• _TEXT EXTRACT_
· · · · ·

The government intervened not long after. In response, the state coerced advertising companies under contract with Donga Ilbo to cancel placement of advertisements in the newspaper and its two sister media firms, the monthly Shin Donga and Donga Broadcasting System (DBS). On December 24, 1974, the state declared that “no business or corporation or any other group will advertise in the Donga Ilbo newspaper,” effectively cutting off their main source of funding. This action was met by fierce resistance from various social groups. Other media groups, students, Christians, intellectuals, individuals, and even one military soldier bought advertisement space to maintain publications of Donga Ilbo. Most of these advertisement spaces were used to insert words in support for Donga Ilbo journalists and the freedom of press. The purchasing of advertisement space gained so much momentum that people stood in long lines outside of the Donga Ilbo building in downtown Seoul. Groups that bought such advertisements also organized fund raising events to support Donga Ilbo. The following statements were written in the advertisement spaces purchased by civilians:
“I live for the joy of reading Dong Ilbo.”
– January 11, 1975 Ikmyung Bookstore
“Ways down the road when my son asks me what I did in the year 1975, I will proudly tell him that I stood at the front of the fight for the freedom of press.” – Mr. and Mrs. Jo.
“Know that these small advertisements are the people’s bullets.”
– February 22, 1975 Editor of OOPublishing.
“Politicians, businessmen, and fellow citizens, let’s not become a crowd of cowards.”– High school Teacher Lee.
“Having our ears and eyes covered is more painful than hunger.”
– Hong Eun-dong and Kim Tae-hyun.
“Donga Ilbo, you have lit the torch during half a century of suffering. Please continue shining.”– Seong Gi-tak
Readers of Donga Ilbo fought for freedom of press against the state and the abusive powers of those in media. The Korean audience did not remain passive receivers of the government’s messages, but they were able to read between the lines and understand the social situation despite censorship and distortion of information by the state. This decoding by the readers is parallel to Stuart Hall’s theory of encoding and decoding. Hall gives significance to the role of the decoder and emphasizes that what is encoded is not necessarily accepted by the readers. Decoders are likely to comprehend messages different from what the encoder intended when common codes and social positions are not shared. The readership of Donga Ilbo represents this oppositional reading. The reader understands the messages but rejects them and brings an alternative frame of reference.

· · · · ·

• _SUPPLIED INFORMATION_
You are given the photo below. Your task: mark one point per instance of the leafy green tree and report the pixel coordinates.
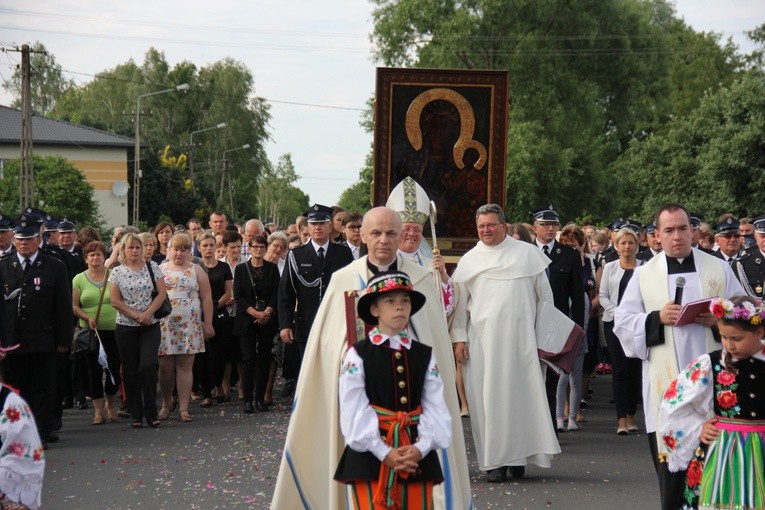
(61, 190)
(47, 82)
(279, 199)
(586, 79)
(358, 196)
(220, 92)
(712, 161)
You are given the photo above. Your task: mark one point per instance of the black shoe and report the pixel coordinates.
(289, 388)
(496, 475)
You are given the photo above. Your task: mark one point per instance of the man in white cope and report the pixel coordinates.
(498, 284)
(645, 321)
(314, 441)
(411, 202)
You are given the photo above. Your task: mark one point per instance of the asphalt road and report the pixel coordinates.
(226, 459)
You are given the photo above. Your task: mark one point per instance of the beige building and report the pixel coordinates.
(101, 156)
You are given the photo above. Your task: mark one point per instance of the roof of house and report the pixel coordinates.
(47, 131)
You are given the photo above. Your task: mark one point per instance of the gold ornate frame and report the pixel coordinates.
(448, 130)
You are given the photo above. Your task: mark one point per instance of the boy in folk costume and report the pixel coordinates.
(392, 410)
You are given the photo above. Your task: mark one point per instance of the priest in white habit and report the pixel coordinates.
(646, 323)
(314, 442)
(498, 284)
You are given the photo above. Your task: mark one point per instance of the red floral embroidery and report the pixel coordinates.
(17, 449)
(726, 378)
(727, 399)
(13, 414)
(671, 391)
(694, 473)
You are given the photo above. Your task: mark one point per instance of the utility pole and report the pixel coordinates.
(27, 176)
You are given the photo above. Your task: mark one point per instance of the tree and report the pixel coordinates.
(47, 82)
(222, 91)
(280, 200)
(586, 79)
(61, 190)
(712, 161)
(357, 197)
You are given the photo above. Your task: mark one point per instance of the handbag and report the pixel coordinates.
(86, 339)
(167, 307)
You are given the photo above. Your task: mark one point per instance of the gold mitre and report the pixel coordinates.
(410, 201)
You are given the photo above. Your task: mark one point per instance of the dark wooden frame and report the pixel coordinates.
(400, 99)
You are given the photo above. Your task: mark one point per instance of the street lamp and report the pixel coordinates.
(191, 145)
(137, 163)
(226, 176)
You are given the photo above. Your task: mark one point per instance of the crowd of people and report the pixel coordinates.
(194, 313)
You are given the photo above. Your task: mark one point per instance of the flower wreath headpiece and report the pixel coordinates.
(746, 311)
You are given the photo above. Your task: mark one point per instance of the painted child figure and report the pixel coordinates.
(22, 462)
(712, 416)
(392, 410)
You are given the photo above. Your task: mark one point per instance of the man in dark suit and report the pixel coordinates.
(750, 269)
(565, 273)
(37, 315)
(728, 238)
(305, 278)
(6, 236)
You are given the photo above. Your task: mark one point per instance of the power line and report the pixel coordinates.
(194, 42)
(211, 28)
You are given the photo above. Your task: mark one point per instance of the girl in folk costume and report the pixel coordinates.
(712, 416)
(392, 410)
(22, 461)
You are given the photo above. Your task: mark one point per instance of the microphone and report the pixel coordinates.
(679, 284)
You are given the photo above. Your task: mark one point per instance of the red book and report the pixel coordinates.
(692, 310)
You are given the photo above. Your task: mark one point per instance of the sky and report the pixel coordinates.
(312, 60)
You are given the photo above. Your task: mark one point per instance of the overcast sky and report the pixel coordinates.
(310, 59)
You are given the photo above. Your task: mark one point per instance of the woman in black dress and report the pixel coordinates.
(213, 362)
(256, 286)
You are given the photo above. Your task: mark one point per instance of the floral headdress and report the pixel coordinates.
(754, 313)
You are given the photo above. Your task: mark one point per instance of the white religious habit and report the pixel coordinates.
(497, 290)
(314, 441)
(667, 349)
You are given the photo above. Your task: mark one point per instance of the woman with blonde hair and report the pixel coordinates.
(626, 372)
(137, 331)
(149, 245)
(163, 232)
(186, 328)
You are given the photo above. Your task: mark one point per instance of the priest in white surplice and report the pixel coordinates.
(314, 441)
(498, 284)
(645, 324)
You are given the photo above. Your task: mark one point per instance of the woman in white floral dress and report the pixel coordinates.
(185, 329)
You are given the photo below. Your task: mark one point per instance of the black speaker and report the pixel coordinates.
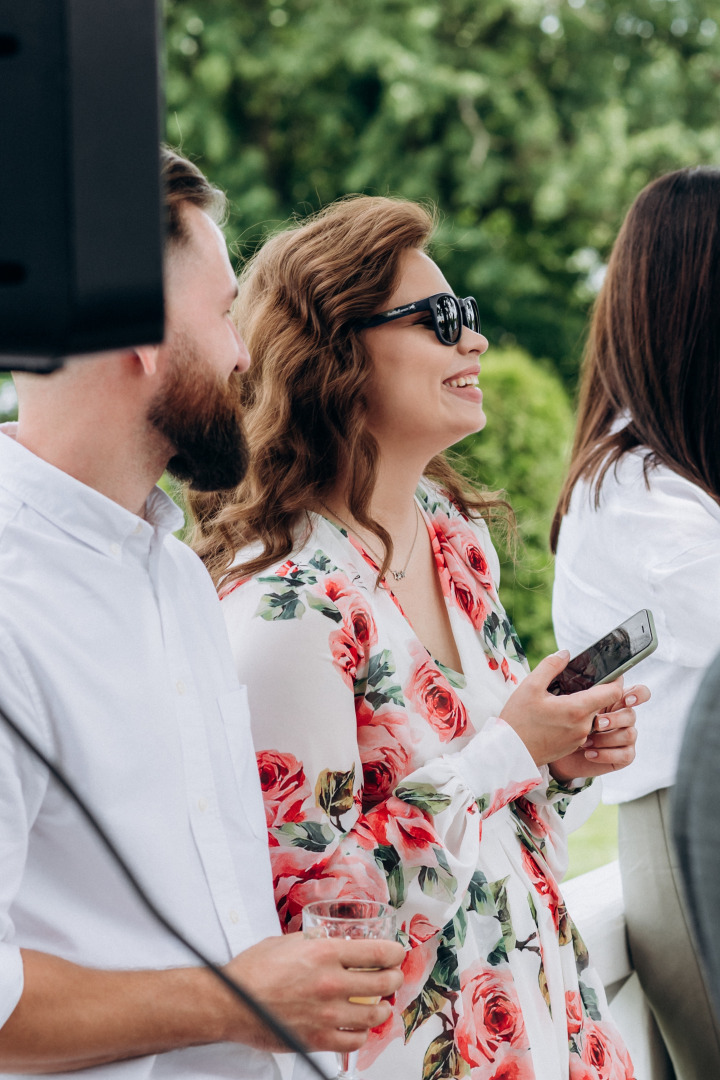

· · · · ·

Please resume the passage above on the 1974–75 Donga Ilbo advertising boycott, writing on from its final sentence.

The readers of Donga Ilbo aided journalists in their struggle against state repression. The purchasing of advertisement spaces enabled the newspaper to continue publishing, but only for a short period of time. Ultimately, this was not enough to maintain production of the newspaper. Furthermore, the state pressured managers to fire journalists who were active in the media freedom or democracy movement. Donga Ilbo’s board of directors eventually fell into the submission by the government and on seven occasions, between March and May of 1975, the DongA Ilbo fired 49 journalists and “indefinitely suspended” the employment of 84 others. In order to maintain their business, managers of Donga Ilbo yielded to the wishes of the government. This portrays the press’ dependence on advertisement for source of funding—without advertisements to bring in capital, they were not able to maintain production.
The Donga Ilbo is still a topic of concern in today’s Korean society. On October 29, 2008, the Truth and Reconciliation Commission formally recommended that the state and Donga Ilbo “apologize to those who were fired and make appropriate amends” for what the commission defined as “a case in which the state power apparatus, in the form of the KCIA, engaged in serious civil rights violations.” The commission reported the KCIA summoned advertising companies to its infamous facility in Seoul’s Namsan neighborhood and coerced them into signing written documents pledging to cancel their contracts with Donga Ilbo and Donga Broadcasting. Furthermore, individuals who bought smaller advertisement spaces for DongA Ilbo were either called in or physically detained by the KCIA and threatened with tax audits. The commission cited the DongA Ilbo for “surrendering to the unjust demands of the Yusin regime by firing journalists at the government’s insistence, instead of protecting the journalists that had stood by the newspaper to defend its honor and press freedom.” The commission cited executives at the time for “failing to admit that the firings were forced by the regime” and for thereby “going along with suppression of press freedoms for claiming they were being fired for managerial reasons.”
Transition to a Freer Press
The assassination of Park did not change the political scene much as Chun Doo-hwan continued the suppressive military regime. Thus, press freedom continued to suffer in Korea. The relative freedom that Korean press now has was declared in the June 29, 1987 speech of President Roh Tae Woo, then chairman of the ruling Democratic Justice Party. He stated:
“[T]o promote the freedom of the press, the relevant systems and practices must be drastically improved. The Basic Press Law, which may have been well meant but has nonetheless been criticized by most journalists should promptly be either extensively revised or abolished and replaced by a different law. Newspapers should again be permitted to station their correspondents in the provinces, the press card system should be abolished and newspapers should be allowed to increase the number of their pages as they see fit. These and other necessary steps must be taken to guarantee the freedom of the press to the maximum.The government cannot control the press nor should it attempt to do so. No restrictions should be imposed on the press except when national security is a risk. It must be remembered that the press can be tried only by an independent judiciary or by individual citizens.”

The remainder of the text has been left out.